Convert the data, from its first line up to and including the line with "[679,289,806,530]", into a Markdown table with the columns Row and Line. Give each line a row number and leave out blank lines.

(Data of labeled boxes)
________________________

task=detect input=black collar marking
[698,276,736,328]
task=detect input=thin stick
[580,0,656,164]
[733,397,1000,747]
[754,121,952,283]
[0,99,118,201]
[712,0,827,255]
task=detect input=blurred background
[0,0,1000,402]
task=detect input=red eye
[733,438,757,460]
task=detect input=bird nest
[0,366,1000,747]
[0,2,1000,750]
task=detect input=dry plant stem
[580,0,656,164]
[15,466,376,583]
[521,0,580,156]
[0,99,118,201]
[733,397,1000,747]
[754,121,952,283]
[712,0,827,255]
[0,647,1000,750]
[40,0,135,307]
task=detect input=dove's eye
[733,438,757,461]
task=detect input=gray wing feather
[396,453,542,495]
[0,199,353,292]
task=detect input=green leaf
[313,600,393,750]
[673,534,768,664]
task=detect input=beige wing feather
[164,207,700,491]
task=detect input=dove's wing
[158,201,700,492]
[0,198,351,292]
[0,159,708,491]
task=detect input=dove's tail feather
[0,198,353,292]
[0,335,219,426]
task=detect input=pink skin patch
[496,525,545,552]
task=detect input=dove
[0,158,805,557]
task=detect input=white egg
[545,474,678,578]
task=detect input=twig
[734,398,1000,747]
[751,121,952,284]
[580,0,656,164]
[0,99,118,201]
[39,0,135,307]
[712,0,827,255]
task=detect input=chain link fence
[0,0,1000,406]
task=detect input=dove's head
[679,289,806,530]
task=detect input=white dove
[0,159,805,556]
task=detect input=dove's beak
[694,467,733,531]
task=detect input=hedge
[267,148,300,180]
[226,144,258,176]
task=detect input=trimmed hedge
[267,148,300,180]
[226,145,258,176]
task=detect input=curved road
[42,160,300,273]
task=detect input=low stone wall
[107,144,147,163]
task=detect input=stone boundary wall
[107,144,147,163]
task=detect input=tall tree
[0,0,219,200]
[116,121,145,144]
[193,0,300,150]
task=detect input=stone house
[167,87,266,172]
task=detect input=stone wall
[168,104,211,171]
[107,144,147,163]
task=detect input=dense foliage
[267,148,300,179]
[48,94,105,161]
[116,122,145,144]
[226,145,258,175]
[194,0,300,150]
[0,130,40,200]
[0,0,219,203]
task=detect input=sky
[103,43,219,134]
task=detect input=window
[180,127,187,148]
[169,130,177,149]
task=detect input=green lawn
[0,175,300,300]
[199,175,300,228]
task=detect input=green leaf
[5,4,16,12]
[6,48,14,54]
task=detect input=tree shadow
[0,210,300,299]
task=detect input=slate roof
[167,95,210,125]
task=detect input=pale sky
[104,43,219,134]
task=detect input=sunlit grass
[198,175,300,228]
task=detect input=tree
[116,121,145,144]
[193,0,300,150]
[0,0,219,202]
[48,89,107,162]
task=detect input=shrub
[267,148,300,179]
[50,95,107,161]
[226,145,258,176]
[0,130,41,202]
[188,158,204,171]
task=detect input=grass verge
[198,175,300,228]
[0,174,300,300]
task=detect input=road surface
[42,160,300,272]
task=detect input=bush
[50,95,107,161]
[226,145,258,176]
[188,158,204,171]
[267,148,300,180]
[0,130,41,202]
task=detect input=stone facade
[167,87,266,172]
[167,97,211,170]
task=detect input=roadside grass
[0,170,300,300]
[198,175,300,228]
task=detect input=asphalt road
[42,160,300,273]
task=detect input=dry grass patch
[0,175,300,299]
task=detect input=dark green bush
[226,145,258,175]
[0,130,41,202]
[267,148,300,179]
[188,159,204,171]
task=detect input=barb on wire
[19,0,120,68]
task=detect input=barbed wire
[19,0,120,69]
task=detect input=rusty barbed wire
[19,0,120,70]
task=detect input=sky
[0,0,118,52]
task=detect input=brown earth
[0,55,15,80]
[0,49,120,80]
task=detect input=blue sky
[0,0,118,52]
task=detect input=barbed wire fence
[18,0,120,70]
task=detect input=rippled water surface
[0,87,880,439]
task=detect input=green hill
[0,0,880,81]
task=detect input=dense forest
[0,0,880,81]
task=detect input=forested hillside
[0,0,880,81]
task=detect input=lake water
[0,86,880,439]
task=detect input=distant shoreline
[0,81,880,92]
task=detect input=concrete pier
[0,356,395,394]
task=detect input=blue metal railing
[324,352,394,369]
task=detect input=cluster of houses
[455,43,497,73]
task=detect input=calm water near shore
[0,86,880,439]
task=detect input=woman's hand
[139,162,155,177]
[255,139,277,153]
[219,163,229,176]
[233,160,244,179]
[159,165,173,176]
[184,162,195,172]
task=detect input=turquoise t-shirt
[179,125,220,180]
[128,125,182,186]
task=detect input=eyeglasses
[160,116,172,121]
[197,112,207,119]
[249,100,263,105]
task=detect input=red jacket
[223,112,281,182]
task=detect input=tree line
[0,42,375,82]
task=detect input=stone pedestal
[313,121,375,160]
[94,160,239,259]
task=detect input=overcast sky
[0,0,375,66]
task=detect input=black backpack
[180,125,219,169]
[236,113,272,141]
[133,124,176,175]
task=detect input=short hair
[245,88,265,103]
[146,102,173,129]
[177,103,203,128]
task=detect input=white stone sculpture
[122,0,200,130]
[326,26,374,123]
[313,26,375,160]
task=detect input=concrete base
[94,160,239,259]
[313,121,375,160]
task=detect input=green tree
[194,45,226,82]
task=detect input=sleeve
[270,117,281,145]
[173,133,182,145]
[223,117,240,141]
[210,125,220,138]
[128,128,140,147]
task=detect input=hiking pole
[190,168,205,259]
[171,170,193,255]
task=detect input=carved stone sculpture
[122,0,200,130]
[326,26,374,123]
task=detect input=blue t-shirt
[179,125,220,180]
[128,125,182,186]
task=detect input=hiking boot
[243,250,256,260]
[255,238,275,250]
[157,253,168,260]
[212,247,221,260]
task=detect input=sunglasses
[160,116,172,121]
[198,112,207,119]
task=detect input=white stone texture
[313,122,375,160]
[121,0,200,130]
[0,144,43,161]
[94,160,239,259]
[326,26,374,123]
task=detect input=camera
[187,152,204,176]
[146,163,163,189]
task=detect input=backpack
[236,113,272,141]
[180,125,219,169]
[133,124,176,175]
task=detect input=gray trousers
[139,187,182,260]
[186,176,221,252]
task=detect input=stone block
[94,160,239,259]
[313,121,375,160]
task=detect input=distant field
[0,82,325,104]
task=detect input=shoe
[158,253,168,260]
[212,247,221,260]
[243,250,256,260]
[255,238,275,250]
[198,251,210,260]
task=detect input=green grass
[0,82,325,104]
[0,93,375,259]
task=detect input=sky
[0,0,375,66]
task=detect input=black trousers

________________________

■ Answer to the exercise
| Row | Line |
|---|---|
| 1 | task=detect input=black collar marking |
| 2 | [698,276,736,328] |
| 3 | task=detect input=thin stick |
| 4 | [580,0,656,164] |
| 5 | [733,397,1000,747] |
| 6 | [754,121,952,283] |
| 7 | [0,99,118,201] |
| 8 | [712,0,827,255] |
| 9 | task=detect input=blurred background |
| 10 | [0,0,1000,402] |
| 11 | task=detect input=red eye |
| 12 | [733,438,757,460] |
| 13 | task=detect input=bird nest |
| 14 | [0,366,1000,747] |
| 15 | [0,2,1000,750] |
| 16 | task=detect input=dry plant stem |
| 17 | [580,0,656,164] |
| 18 | [15,466,376,583] |
| 19 | [521,0,580,156] |
| 20 | [0,99,118,201] |
| 21 | [733,397,1000,747] |
| 22 | [754,121,952,283] |
| 23 | [712,0,827,255] |
| 24 | [0,647,1000,750] |
| 25 | [40,0,135,307] |
| 26 | task=detect input=dove's eye |
| 27 | [733,438,757,461] |
| 28 | task=detect input=gray wing feather |
| 29 | [396,453,542,495] |
| 30 | [0,199,353,292] |
| 31 | task=detect input=green leaf |
| 32 | [313,600,393,750] |
| 33 | [673,534,768,664] |
| 34 | task=detect input=beige wing feather |
| 35 | [164,207,700,491] |
| 36 | task=detect input=dove's wing |
| 37 | [158,201,700,492] |
| 38 | [0,198,351,292] |
| 39 | [0,159,708,491] |
| 40 | task=detect input=dove's tail feather |
| 41 | [0,198,353,292] |
| 42 | [0,335,219,426] |
| 43 | task=detect input=pink skin patch |
| 44 | [496,525,545,552] |
| 45 | task=detect input=dove |
| 46 | [0,158,805,557] |
| 47 | task=detect input=white egg |
| 48 | [545,474,678,578] |
| 49 | task=detect input=twig |
| 50 | [734,398,1000,747] |
| 51 | [751,121,952,284] |
| 52 | [580,0,656,164] |
| 53 | [0,99,118,201] |
| 54 | [39,0,135,307] |
| 55 | [712,0,827,255] |
| 56 | task=detect input=chain link fence |
| 57 | [0,0,1000,406] |
| 58 | task=detect input=dove's head |
| 59 | [679,289,806,530] |